## WHAT THE TASK REQUIRES:
Write out all the records below again, switching "aircraft tail fin" to "airplane tail fin" wherever it appears and leaving everything else as it is. Leave the pictures out.

[Excerpts of location labeling data]
*****

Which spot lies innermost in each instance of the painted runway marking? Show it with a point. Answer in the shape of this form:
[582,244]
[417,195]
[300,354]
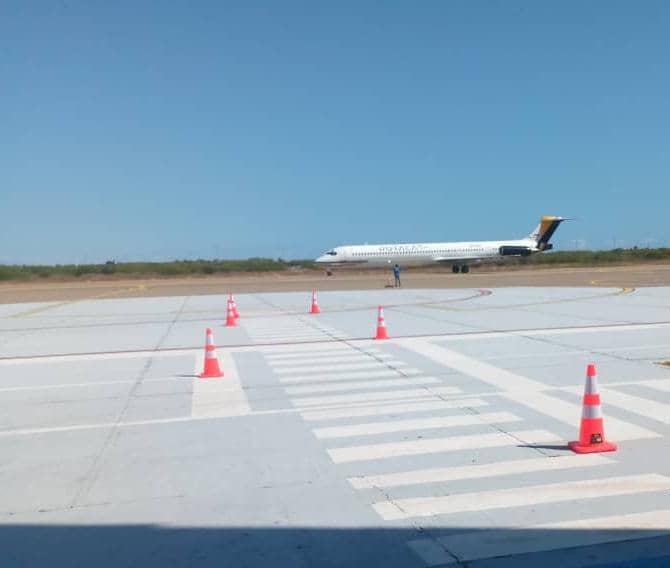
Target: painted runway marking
[436,422]
[458,473]
[83,385]
[658,411]
[522,390]
[513,540]
[347,359]
[319,353]
[439,445]
[351,375]
[658,384]
[40,360]
[338,368]
[570,413]
[522,496]
[371,396]
[399,381]
[219,397]
[426,405]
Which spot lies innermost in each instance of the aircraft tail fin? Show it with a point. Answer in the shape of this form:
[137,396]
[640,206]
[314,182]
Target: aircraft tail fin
[545,230]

*****

## TASK SOLUTION:
Which spot lies innermost in each instance of the painted runway marking? Show it with a point. Answer in the shape of this form:
[582,244]
[417,195]
[300,354]
Target: painted runway marking
[436,422]
[458,473]
[83,385]
[658,411]
[522,390]
[513,540]
[347,359]
[319,353]
[439,445]
[351,375]
[658,384]
[40,360]
[338,368]
[570,413]
[522,496]
[371,396]
[399,381]
[219,397]
[426,405]
Which spot lies innermost in each instance of the airplane tail fin? Show it with a point. Answer in the shape of this form:
[137,396]
[640,206]
[314,182]
Target: airplane tail fin
[545,230]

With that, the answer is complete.